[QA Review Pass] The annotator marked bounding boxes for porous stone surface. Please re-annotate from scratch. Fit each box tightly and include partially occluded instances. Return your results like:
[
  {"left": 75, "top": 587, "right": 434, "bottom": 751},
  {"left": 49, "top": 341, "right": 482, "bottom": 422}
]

-=-=-=-=-

### Given exercise
Recast the listing above as a Markdown table with columns "Row" and "Entry", giving each line a row number and leaving out any blank lines.

### Answer
| Row | Entry |
|---|---|
| 1 | [QA Review Pass] The annotator marked bounding boxes for porous stone surface. Please re-annotate from scratch. Fit each box tightly and include partially occluded instances. Return your results like: |
| 2 | [ |
| 3 |   {"left": 75, "top": 587, "right": 434, "bottom": 751}, |
| 4 |   {"left": 49, "top": 341, "right": 482, "bottom": 422} |
| 5 | ] |